◆ **ФРАГМЕНТ ДОКУМЕНТА**:
Обнимаю Вас. Привет А. К.
В. Немирович-Данченко
306. А. Н. Бенуа[264]
1 апреля 1915 г. Москва
1 апр.
Дорогой Александр Николаевич!
Нет, я выступать не только с какими-нибудь возражениями, но и объяснениями не буду[265]. За эти дни были такие получасы или часы, когда я, маршируя по своему кабинету, мысленно объяснялся, публично, на каком-нибудь вторнике Литературно-художественного кружка, со всеми рецензентами. Как бы апеллировал к публике. И материала для такого объяснения, очень убедительного, у меня много. Но та же фантазия рисовала обычную картину: непонимания, передержек, умышленных и не умышленных искажений, в конце концов, такие дебри, что пожалеешь о своем выступлении.
И еще. Вера в победу правды меня не покидала никогда, никогда на протяжении всей моей жизни. Как бы правда ни была загромождена всевозможным мусором недоразумений, злостности, узкого непонимания, тупоумия и т. п. — если только ее зерно сильно, оно поборет всё ей враждебное. Если же это была не правда, а только какая-то полуправда или, в {140} самом деле, правда сомнительная, то стоит ли расчищать весь мусор для того, чтобы в этом убедиться?
Что наша неудача является результатом огромного недоразумения, курьезного, главным образом являющегося вследствие разных технических несчастий театра, в особенности заложенных в генеральной репетиции, — в этом для меня нет ни малейших сомнений. Я остаюсь при убеждении, что не только спектакли гораздо худшие приобрели гораздо лучшую репутацию, но что и вообще у нас не много было спектаклей таких достоинств, как Пушкинский. И все-таки я считаю более полезным для Художественного театра принять эту неудачу, как она есть.
Что Художественный театр болен, и очень сильно, в этом нет ни малейшего сомнения. Если сейчас вступить в пререкания, может быть, даже достигнуть каких-нибудь приятных результатов, то, в конце концов, они будут просто валериановыми каплями, мелким успокоением, отдаляющим настоящий серьезный диагноз болезни. Поступать так я считаю не мужественным и для дальнейшей судьбы театра — вредным. Надо, напротив, воспользоваться этой неудачей, надо смело посмотреть болезни прямо в глаза. Если и после этого мы начнем купаться в собственном зараженном соку и театр пойдет по решительному уклону то, стало быть, туда нам и дорога.

◆ **ЗАДАЧИ ДЛЯ РЕШЕНИЯ**:
A – С чем в письме от 1 апреля 1915 года сравниваются приятные результаты, которых можно было бы добиться, вступив сейчас в пререкания?
B – Выведите из письма от 1 апреля 1915 года отрывок от слов «Дорогой Александр Николаевич!» до слов «о своем выступлении.» включительно.
C – Перескажите в виде списка абзац письма от 1 апреля 1915 года, начинающийся словами «Что Художественный театр болен», и сохраните его главные мысли.
Данные, которые приводятся дальше, взяты из другого источника.

(Записи набора данных)

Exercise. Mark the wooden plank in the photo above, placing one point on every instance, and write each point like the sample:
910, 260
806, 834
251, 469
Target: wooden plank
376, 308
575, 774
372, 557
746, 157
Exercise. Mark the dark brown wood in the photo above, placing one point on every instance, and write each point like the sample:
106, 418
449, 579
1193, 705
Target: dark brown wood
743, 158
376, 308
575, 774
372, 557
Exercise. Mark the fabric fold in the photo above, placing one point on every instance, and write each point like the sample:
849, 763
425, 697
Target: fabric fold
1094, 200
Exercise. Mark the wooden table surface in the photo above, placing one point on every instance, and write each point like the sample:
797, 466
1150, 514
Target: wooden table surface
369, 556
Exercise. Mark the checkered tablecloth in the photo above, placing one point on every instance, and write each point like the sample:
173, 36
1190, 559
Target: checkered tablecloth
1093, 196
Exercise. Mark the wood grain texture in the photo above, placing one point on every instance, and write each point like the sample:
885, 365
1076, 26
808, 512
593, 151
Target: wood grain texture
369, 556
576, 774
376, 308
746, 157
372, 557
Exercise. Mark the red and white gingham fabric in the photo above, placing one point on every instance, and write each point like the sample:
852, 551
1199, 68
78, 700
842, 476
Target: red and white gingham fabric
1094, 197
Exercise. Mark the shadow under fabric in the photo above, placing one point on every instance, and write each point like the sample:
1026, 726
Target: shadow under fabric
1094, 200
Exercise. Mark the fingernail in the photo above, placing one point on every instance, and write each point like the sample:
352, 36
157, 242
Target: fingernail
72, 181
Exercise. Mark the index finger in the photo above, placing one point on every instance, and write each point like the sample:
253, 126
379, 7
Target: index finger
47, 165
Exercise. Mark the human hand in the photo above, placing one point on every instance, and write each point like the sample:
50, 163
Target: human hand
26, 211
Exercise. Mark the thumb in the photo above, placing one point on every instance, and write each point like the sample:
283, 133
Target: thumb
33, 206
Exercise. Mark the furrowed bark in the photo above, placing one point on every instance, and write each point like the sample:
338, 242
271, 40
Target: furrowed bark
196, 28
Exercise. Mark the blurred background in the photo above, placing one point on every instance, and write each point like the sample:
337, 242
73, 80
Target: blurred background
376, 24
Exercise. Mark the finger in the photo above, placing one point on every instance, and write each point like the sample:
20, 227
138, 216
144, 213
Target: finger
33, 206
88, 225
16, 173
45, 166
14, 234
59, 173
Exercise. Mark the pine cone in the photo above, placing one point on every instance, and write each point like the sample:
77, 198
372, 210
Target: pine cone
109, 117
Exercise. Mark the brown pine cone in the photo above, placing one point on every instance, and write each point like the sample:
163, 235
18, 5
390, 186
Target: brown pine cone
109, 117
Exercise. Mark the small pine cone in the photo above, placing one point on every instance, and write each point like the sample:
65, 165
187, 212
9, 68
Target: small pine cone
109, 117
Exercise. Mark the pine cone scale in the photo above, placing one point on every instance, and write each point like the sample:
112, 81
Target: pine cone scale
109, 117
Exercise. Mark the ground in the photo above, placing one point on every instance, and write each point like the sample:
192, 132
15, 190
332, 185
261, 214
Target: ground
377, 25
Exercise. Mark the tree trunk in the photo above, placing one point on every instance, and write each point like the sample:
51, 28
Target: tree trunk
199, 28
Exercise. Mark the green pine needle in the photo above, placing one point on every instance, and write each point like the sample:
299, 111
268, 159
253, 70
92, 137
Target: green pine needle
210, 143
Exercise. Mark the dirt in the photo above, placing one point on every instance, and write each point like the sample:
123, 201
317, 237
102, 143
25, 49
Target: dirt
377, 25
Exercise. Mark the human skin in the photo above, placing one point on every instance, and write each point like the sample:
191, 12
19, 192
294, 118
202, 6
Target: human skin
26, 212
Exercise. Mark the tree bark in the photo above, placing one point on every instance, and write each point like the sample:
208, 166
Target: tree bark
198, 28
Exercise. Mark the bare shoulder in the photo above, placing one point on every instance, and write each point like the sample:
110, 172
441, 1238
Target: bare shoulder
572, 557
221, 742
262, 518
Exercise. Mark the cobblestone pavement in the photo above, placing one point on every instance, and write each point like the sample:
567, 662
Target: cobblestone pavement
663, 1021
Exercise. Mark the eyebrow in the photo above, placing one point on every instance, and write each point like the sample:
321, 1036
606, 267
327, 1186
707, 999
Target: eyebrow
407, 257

◆ **СПИСОК РЕШЕНИЙ**:
A – С валериановыми каплями, то есть с мелким успокоением, которое отдаляет настоящий серьезный диагноз болезни.

B –
Дорогой Александр Николаевич!
Нет, я выступать не только с какими-нибудь возражениями, но и объяснениями не буду[265]. За эти дни были такие получасы или часы, когда я, маршируя по своему кабинету, мысленно объяснялся, публично, на каком-нибудь вторнике Литературно-художественного кружка, со всеми рецензентами. Как бы апеллировал к публике. И материала для такого объяснения, очень убедительного, у меня много. Но та же фантазия рисовала обычную картину: непонимания, передержек, умышленных и не умышленных искажений, в конце концов, такие дебри, что пожалеешь о своем выступлении.

C –
- Художественный театр сильно болен, и в этом нет ни малейшего сомнения.
- Пререкания даже с приятным исходом стали бы лишь «валериановыми каплями», мелким успокоением, которое отдаляет настоящий диагноз болезни.
- Поступать так немужественно и вредно для дальнейшей судьбы театра.
- Напротив, надо воспользоваться неудачей и смело посмотреть болезни прямо в глаза.
- Если и после этого театр пойдет по решительному уклону, значит, туда ему и дорога.